*READING PASSAGE*.
*** Block opens ***

Scenes

Scenes, the primary building blocks of creative nonfiction, are little stories, episodes, anecdotes, or other opportunities for the creative nonfiction writer to be artful and use all the literary techniques available to fiction writers and dramatists. These techniques include dialogue, description, action, and suspense.

At their core, creative nonfiction stories are simply series of scenes, generally arranged according to some overall frame that makes them add up to a larger story.

Lauren Slater’s “Three Spheres,” for example, begins when Slater, a psychologist, is assigned a new patient, a very troubled woman with a history of self-mutilation and suicide attempts. Slater resists—clearly she does not want to care for this patient (we learn why later)—but her boss is insistent, and she has no choice but to relent.

Slater phones her new patient soon thereafter and immediately discovers in a brief conversation that the woman is severely traumatized. Slater calls 911 and quickly dispatches an ambulance so that paramedics can rescue the woman and take her to a nearby emergency room for treatment. Two days later Slater receives another phone call, from a nurse at the psychiatric hospital to which the patient has been admitted, summoning her to a team meeting to discuss the patient’s treatment. Again Slater resists but eventually realizes that she must capitulate. Slater and the nurse agree on a time for the meeting and hang up.

Early in this essay, three episodes occur: three little stories or scenes in which something happens to further the action of the overall story. From beginning to end, in Slater’s five-thousand-word essay, there are approximately a dozen scenes, all of which either advance the chronology of the story a little further or flash back to the past, offering insight and illumination. Why is Slater so resistant to caring for this patient? We find out through the scenes Slater provides, which chronicle the pain and tragedy of her own past.

*** Block closes ***

*STORED DATA*.
*** Block opens ***

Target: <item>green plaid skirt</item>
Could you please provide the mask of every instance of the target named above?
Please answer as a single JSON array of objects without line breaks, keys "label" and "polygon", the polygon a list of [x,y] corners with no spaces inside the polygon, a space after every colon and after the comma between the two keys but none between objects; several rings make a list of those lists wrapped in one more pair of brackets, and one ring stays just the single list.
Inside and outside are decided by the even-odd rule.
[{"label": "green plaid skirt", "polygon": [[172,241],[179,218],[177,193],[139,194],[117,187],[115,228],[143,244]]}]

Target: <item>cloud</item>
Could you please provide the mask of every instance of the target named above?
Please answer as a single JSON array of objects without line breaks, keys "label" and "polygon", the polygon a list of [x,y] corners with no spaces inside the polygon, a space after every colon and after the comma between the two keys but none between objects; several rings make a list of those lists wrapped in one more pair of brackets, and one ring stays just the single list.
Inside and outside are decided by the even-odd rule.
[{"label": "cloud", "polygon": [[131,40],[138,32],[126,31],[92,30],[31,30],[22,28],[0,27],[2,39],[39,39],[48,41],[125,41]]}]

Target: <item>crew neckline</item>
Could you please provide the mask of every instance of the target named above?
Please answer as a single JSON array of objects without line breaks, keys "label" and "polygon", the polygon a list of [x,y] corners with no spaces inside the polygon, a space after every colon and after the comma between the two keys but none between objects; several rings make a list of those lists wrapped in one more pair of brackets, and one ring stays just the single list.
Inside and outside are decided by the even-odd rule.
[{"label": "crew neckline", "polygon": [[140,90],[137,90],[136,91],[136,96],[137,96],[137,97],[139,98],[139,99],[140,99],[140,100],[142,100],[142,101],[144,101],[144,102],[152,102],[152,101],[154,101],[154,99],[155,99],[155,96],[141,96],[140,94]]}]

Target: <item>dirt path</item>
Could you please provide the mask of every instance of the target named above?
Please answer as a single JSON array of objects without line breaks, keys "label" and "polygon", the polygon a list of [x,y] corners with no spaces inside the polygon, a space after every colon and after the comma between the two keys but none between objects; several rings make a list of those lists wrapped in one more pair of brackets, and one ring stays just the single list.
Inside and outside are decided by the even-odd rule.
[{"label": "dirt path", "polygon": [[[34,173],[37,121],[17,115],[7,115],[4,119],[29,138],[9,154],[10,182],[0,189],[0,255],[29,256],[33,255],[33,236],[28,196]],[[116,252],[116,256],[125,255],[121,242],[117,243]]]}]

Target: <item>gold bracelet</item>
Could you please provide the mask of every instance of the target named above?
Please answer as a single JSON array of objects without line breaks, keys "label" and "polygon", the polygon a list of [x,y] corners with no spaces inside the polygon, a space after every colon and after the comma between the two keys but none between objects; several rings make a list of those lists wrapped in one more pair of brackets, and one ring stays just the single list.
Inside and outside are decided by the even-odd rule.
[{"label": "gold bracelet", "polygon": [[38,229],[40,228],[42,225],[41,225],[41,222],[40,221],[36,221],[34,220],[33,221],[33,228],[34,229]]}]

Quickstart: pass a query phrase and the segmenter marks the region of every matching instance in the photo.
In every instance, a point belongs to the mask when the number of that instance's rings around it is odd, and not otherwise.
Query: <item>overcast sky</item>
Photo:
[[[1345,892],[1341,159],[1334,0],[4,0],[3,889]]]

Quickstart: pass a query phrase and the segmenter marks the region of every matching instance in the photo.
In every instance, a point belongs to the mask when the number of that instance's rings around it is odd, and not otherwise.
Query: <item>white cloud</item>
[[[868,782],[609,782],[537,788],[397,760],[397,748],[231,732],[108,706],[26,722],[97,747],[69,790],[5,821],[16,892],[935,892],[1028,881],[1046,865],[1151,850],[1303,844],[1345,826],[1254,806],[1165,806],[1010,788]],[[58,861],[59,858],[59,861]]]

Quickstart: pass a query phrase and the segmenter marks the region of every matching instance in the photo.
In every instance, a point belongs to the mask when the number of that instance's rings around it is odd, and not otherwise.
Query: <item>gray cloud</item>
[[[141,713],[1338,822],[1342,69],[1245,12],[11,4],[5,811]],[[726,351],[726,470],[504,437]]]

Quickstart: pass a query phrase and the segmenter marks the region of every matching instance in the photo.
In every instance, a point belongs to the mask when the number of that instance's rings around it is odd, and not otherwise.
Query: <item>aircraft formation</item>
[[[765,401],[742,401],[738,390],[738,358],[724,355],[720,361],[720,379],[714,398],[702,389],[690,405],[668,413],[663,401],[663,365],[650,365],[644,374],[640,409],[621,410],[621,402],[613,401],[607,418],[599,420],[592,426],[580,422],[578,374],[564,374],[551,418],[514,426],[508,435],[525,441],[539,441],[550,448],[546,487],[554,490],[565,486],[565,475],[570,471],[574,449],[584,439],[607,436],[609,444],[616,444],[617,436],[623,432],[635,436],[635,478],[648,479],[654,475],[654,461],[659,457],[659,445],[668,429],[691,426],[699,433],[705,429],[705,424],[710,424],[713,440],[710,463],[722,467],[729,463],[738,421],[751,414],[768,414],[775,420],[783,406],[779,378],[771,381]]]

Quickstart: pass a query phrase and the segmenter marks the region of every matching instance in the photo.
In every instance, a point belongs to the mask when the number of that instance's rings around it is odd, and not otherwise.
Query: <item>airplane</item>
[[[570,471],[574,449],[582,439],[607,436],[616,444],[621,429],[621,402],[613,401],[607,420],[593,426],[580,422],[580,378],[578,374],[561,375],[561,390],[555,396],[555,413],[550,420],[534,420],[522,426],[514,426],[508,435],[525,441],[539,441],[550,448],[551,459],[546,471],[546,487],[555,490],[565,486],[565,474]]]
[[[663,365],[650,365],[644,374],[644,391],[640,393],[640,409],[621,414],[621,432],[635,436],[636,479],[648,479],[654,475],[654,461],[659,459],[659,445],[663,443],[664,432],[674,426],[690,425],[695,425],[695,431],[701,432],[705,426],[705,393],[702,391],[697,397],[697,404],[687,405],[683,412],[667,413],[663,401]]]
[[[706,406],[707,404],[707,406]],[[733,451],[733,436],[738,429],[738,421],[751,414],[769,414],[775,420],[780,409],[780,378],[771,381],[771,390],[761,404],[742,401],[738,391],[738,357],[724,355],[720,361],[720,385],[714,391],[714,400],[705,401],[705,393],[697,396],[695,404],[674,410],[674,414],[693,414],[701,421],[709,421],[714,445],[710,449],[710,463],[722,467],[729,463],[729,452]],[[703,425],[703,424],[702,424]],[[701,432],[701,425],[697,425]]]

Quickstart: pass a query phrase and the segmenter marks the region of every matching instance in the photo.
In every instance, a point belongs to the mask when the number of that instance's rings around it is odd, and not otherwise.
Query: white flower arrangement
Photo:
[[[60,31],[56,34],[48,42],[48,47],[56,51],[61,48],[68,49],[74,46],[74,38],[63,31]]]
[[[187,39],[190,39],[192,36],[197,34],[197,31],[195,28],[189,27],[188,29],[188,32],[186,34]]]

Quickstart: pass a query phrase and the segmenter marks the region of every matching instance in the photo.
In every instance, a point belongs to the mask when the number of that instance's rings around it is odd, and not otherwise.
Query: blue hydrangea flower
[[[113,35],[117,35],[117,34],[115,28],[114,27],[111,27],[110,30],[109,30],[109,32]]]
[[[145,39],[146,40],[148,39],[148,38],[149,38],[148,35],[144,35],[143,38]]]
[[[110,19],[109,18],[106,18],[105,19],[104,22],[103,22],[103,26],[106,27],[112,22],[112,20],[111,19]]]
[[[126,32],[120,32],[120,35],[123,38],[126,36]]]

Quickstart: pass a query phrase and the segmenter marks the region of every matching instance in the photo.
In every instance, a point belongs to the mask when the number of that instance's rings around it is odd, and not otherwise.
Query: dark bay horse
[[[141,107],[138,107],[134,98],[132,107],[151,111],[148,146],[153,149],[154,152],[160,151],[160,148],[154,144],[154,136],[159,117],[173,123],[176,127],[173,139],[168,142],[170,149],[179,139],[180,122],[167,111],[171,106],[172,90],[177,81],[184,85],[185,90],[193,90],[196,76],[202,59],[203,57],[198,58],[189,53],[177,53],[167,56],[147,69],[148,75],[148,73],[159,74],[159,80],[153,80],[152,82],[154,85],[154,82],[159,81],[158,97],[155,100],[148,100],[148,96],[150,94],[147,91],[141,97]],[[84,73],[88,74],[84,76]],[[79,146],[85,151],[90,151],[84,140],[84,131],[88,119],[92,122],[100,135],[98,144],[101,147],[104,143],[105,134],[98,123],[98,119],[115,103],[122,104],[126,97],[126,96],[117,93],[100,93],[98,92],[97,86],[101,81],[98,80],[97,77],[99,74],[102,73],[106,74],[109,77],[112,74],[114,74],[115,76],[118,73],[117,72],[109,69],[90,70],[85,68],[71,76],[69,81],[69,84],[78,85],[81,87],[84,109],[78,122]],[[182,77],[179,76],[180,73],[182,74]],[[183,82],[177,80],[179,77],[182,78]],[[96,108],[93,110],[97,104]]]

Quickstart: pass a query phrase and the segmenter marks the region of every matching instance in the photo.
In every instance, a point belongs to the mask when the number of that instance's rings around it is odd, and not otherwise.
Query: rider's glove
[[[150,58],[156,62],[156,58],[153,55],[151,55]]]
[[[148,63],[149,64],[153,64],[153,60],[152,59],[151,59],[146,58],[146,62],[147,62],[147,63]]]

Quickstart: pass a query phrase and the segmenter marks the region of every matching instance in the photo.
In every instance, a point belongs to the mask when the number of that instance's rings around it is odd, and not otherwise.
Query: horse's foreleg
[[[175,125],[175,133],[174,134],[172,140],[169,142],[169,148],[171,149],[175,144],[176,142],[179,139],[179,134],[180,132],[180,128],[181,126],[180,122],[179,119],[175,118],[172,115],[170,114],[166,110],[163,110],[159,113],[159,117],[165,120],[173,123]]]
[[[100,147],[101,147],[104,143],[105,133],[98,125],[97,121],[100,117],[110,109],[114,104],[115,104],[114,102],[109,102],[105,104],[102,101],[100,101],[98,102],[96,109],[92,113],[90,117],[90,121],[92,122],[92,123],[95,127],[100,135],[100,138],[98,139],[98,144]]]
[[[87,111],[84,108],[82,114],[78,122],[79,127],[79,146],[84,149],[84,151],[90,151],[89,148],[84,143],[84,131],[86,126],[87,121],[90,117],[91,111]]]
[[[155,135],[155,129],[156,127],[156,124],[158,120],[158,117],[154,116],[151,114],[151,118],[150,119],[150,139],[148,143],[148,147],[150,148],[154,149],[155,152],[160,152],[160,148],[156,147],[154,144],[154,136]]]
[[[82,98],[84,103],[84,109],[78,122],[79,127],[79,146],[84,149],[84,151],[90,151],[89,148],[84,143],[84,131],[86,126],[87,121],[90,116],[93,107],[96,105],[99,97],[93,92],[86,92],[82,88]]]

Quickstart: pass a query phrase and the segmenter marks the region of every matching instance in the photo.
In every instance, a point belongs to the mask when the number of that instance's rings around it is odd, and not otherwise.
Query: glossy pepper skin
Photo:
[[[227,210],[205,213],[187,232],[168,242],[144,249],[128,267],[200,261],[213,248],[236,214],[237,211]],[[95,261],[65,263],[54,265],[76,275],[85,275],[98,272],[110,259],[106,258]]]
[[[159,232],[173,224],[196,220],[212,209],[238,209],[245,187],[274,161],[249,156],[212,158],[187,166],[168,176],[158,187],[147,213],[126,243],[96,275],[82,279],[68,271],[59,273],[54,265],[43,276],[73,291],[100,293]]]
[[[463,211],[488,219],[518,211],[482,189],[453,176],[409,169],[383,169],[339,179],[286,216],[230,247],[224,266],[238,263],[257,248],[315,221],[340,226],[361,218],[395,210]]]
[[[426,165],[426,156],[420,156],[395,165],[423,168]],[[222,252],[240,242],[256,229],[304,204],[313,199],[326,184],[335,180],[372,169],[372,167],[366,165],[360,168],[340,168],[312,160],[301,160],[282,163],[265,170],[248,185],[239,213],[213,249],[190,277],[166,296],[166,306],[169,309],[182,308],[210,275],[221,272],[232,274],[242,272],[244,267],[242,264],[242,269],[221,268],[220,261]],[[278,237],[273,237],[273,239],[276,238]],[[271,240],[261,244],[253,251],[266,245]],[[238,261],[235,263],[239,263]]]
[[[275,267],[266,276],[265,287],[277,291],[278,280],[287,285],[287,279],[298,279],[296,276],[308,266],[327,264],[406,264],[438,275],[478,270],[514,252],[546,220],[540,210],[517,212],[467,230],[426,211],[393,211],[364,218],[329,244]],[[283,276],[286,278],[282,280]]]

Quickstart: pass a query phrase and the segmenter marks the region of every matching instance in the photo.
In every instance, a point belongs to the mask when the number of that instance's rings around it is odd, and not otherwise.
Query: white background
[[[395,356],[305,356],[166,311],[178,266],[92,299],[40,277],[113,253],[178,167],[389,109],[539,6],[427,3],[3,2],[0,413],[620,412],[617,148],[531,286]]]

*** Block closes ***

*EXERCISE*. Pick up the passage on scenes in creative nonfiction where it stops, continuing from its final sentence.

*ANSWER BOX*.
How does a writer know that he or she is writing in scenes? Lee Gutkind has devised the yellow test, a simple exercise that helps writers recognize the definite narrative elements in their work. “Take a highlighter and yellow in the scenes,” he says. “If half your essay, more or less, is not glaring and blaring back at you in yellow, that’s a red flag, a warning that your essay may not be infused with enough narrative to compel a reader onward.” The yellow test is a way of establishing that the writer is telling a story, showing rather than telling in as cinematic and intriguing a way as possible.

How to recognize a scene? “There is a difference between being scenic and descriptive and writing a real scene or story,” says Gutkind. “It is not just pretty blue sky and scattered conversation, dialogue and description. A scene has a beginning and an end. Something has to happen.”

What happens need not be monumental. Two people have a conversation and then say good-bye; a man walks down a street and sees something; a psychiatrist talks to her patient on the phone and then calls an ambulance. Each of these scenes can be used as a building block in a larger story.